Working data
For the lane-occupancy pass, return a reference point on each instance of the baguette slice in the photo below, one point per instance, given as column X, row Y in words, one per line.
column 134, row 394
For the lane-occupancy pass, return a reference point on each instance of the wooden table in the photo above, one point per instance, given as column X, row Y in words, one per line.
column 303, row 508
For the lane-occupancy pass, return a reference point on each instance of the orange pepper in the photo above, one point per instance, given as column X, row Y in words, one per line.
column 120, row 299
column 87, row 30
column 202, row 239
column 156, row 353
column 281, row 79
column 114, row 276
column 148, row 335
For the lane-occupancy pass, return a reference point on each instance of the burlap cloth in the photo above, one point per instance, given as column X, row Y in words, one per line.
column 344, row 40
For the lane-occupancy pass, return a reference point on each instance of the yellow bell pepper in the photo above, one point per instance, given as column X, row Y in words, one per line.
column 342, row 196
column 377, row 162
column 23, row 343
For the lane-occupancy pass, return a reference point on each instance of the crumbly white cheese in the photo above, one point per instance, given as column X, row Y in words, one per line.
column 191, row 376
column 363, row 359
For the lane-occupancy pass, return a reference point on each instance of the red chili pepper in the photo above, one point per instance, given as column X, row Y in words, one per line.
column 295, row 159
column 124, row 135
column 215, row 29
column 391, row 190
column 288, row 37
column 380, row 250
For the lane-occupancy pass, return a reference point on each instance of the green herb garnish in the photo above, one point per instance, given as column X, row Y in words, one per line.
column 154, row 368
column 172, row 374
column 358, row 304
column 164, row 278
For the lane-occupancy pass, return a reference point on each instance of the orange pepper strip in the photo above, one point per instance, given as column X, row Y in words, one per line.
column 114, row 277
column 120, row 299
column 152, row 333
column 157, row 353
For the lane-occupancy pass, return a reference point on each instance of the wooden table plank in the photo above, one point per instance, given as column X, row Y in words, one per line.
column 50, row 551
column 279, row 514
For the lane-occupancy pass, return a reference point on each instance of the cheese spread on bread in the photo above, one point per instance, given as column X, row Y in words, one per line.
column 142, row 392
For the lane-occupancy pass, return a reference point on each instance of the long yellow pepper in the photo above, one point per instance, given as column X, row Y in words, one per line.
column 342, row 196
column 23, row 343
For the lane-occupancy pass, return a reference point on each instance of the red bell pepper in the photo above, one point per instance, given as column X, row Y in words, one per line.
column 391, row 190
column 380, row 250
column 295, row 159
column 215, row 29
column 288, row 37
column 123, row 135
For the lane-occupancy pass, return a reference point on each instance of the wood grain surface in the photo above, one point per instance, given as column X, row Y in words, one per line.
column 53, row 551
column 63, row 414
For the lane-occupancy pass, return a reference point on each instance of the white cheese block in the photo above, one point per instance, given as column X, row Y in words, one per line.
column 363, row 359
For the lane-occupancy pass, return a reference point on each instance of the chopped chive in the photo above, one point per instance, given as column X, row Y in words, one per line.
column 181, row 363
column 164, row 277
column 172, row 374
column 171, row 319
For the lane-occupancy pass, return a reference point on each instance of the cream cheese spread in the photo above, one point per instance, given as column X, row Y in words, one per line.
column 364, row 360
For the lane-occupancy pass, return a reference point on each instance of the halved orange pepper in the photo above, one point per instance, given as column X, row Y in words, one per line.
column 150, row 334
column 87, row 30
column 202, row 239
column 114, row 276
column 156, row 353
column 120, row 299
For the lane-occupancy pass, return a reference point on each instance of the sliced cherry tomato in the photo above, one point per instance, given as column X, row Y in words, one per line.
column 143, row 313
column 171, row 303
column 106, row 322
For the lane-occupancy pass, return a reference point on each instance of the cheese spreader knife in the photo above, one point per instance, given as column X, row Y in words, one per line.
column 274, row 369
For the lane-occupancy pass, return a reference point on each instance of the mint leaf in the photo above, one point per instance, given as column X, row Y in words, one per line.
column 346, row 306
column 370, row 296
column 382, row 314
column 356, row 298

Written instruction
Update the material above by swapping every "lane-occupancy pass" for "food-labeling pass", and leave everything else as it stands.

Output for this exercise
For the food-labeling pass, return a reference point on each instance of the baguette slice in the photo below, one point per instance, given as column X, row Y in words, one per line.
column 134, row 394
For the food-labeling pass, return a reference point on each instance of the wooden table in the photo above, one point per instance, given as column X, row Y in words, one per line.
column 303, row 508
For the food-labeling pass, return a reference point on each instance of the orange pepper in the photo above, one point per instance, given as column X, row Y in words, one per line.
column 120, row 299
column 87, row 30
column 202, row 239
column 156, row 353
column 281, row 79
column 114, row 276
column 148, row 335
For the food-labeling pass, return a reference point on each instance of the burlap cloth in the photo above, one point per instance, given as column X, row Y in words, one per line.
column 344, row 40
For the food-labeling pass, return a reference point on each instance of the yellow bell pepper in the photo above, one point per instance, given as column X, row Y in words, one per line.
column 342, row 196
column 377, row 162
column 23, row 343
For the food-labeling pass, return a reference point on each instance of the crumbly white cheese in the photo above, one point per instance, given as column X, row Y in words, one per line.
column 191, row 376
column 363, row 359
For the food-labeling pass, return a reference point on each instance of the red chili pepper in the photo above, one point per instance, given as column X, row Y in words, one per line.
column 295, row 159
column 124, row 135
column 215, row 29
column 391, row 190
column 288, row 37
column 380, row 250
For the food-labeling pass, return a reference point on each instance of the green herb garnish in the photo above, one point per instance, given as column X, row Y in words, one per line.
column 154, row 368
column 172, row 374
column 358, row 304
column 164, row 278
For the food-labeling pass, return a reference point on each instance of the orange pepper strip in the photo above, one point per instance, given as column X, row Y in words, one per line.
column 114, row 277
column 120, row 299
column 152, row 333
column 157, row 353
For the food-labeling pass, return a reference point on each instance of the wooden table plank in the photo above, one point per instance, given as column X, row Y in words, one per line.
column 50, row 551
column 279, row 514
For the food-labeling pass, return a reference point on each instance of the cheese spread on bread in the photo above, one point per instance, given as column X, row Y in words, one per line.
column 142, row 392
For the food-labeling pass, return a reference point on each instance of the long yellow pepper in the photo above, one point per instance, given as column X, row Y in words, one per line.
column 342, row 196
column 23, row 343
For the food-labeling pass, return a reference point on each instance of the red bell pepper in the photo above, one point per instance, given as column X, row Y in words, one per line.
column 391, row 190
column 380, row 250
column 295, row 159
column 215, row 29
column 288, row 37
column 123, row 135
For the food-labeling pass, return a reference point on each instance of the wood grain surface in the photo above, one point per instance, given as column X, row Y in words, one per line.
column 53, row 551
column 63, row 414
For the food-labeling pass, return a reference point on each instance of the white cheese block in the photo above, one point per instance, given as column X, row Y in words, one per line.
column 363, row 359
For the food-labeling pass, return a reference point on each instance of the chopped chive in the photo above, one point per instance, given as column X, row Y in words, one per line.
column 181, row 363
column 164, row 277
column 172, row 374
column 171, row 319
For the food-labeling pass, return a reference point on each instance of the cream cheese spread in the photo above, one point per instance, given as column X, row Y in words, one per line.
column 364, row 360
For the food-labeling pass, return a reference point on each instance of the halved orange pepper in the photo above, one point per instance, given as column X, row Y in words, one per line.
column 150, row 334
column 87, row 30
column 202, row 239
column 114, row 276
column 156, row 353
column 120, row 299
For the food-labeling pass, return a reference point on each instance of the sliced cherry tomato in the photo above, one point per instance, given as column X, row Y in words, one per line.
column 143, row 313
column 171, row 303
column 106, row 322
For the food-labeling pass, return a reference point on each instance of the cheese spreader knife in the photo above, one point per instance, given as column X, row Y in words, one per line.
column 274, row 369
For the food-labeling pass, return a reference point on each instance of the mint leaf in the photo above, one point per instance, given as column X, row Y in words, one per line.
column 346, row 306
column 370, row 296
column 382, row 314
column 356, row 298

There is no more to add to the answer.